= Excerpted passage =
A paradigm is a way of thinking about things. For the past 60 or so years, our thinking about mental health and illness has been dominated by what can be referred to as the “DSM (Diagnostic and Statistical Manual of Mental Disorders) paradigm.” What this looks like in everyday practice is that when a child is referred to my behavioral pediatrics practice for anxiety, the questions that parents, referring doctors, and teachers ask is, “Does he have anxiety disorder?” followed by “How to we manage his behavior?” and “Does he need medication?”
The DSM paradigm has been useful as a way of organizing our thinking. But it is important to recognize that these “disorders” of anxiety, depression, ADHD are simply lists of symptoms that tend to go together. They do not correspond to any known biological processes in the way that, for example, diabetes is a result of lack of insulin.
When the DSM system was first created, we did not have the powerful health insurance and pharmaceutical industries that we have today. Because of the existence of these entities, we are currently in a position of being forced into a very narrow view of mental health and illness.
The DSM system is a black-and-white paradigm, with only the possibility of “normal” or “disordered.” According to the DSM paradigm, if the answer to the first question about my anxious patient is “no,” and there is no diagnosis, then there is no insurance coverage, and no help. But clearly such a family is struggling.
We need a paradigm shift: a fundamental change in approach and underlying assumptions. A new paradigm is needed that gives room for the complexity that we have learned from the abundance of research at the interface of developmental psychology, neuroscience and epigenetics.
The child noted above may have a strong family history of anxiety traits. He may have a strong genetic vulnerability for anxiety. However, if a parent who shares these traits was slapped across the face for her “difficult behavior” when she was a child, she may become so overwhelmed with stress in the face of her child’s challenges that she is unable to help him to manage his anxiety. Marital conflict, perhaps exacerbated by the stress of a child who is struggling, can further add to the complexity. The environment in which this child grows and develops will determine the way in which his genetic vulnerability is expressed.
As I described in a previous post, the growing discipline of Infant Mental Health offers just such a paradigm. This discipline is characterized by four key components. First and foremost, it is relational, recognizing that humans (and that includes their genes and brains) develop in the context of caregiving relationships. Second, it is multidisciplinary. Experts in infant mental health offer different perspectives. They come from many fields, including, among many others, developmental psychology, pediatrics, nursing, and occupational therapy. Third, it encompasses research, clinical work and public policy. The field looks at mental health within the context of culture and society. And last, it is reflective, looking at the meaning of behavior, not simply the behavior itself. The ability to attribute motivations and intentions to behavior is uniquely human, and research has shown that this capacity is closely linked with mental health.

= Given records =
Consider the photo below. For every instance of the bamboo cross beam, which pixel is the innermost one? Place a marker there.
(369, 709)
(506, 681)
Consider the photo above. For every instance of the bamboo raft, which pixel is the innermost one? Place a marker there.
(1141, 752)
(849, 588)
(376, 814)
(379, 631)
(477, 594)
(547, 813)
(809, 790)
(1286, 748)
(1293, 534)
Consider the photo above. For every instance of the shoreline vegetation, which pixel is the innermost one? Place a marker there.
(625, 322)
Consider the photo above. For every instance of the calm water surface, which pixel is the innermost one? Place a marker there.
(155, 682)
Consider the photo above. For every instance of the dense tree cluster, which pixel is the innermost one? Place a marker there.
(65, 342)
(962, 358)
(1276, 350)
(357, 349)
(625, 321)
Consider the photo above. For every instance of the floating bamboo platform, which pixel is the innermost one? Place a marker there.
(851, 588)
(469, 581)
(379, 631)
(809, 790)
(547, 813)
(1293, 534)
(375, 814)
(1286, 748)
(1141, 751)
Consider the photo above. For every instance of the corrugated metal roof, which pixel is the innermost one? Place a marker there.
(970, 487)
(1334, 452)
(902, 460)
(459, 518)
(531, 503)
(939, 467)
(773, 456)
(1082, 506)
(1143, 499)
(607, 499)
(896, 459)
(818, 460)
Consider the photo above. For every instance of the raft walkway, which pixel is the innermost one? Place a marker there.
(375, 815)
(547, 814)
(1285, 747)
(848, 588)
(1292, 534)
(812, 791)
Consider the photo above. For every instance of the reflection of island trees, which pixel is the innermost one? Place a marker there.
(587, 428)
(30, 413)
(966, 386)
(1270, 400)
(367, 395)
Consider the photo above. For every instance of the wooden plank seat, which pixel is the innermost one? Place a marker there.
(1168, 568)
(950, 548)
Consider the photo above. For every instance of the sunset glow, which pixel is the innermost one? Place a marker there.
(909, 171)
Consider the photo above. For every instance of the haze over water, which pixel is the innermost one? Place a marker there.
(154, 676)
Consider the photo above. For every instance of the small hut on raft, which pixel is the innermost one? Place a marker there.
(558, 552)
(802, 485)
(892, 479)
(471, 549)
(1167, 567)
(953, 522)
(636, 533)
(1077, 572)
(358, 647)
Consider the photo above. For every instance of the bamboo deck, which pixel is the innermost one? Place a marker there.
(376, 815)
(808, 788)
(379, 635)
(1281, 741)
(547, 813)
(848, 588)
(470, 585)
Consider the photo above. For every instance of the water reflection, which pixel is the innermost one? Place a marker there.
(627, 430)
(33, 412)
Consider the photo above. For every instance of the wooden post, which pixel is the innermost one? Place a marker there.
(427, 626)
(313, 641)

= Work request 1 =
In the essay on mental health paradigms, why does a struggling family whose anxious child receives no diagnosis get no help under the DSM paradigm? Answer in one to three sentences.
= Work request 2 =
Edit the essay on mental health paradigms from "The DSM system is" to "neuroscience and epigenetics.", putting "two-category" in place of "black-and-white".
The records have nothing to do with the essay on mental health paradigms.

= Written reply 1 =
The DSM paradigm allows only "normal" or "disordered." Without a diagnosis there is no insurance coverage, and so the family gets no help.

= Written reply 2 =
The DSM system is a two-category paradigm, with only the possibility of “normal” or “disordered.” According to the DSM paradigm, if the answer to the first question about my anxious patient is “no,” and there is no diagnosis, then there is no insurance coverage, and no help. But clearly such a family is struggling.
We need a paradigm shift: a fundamental change in approach and underlying assumptions. A new paradigm is needed that gives room for the complexity that we have learned from the abundance of research at the interface of developmental psychology, neuroscience and epigenetics.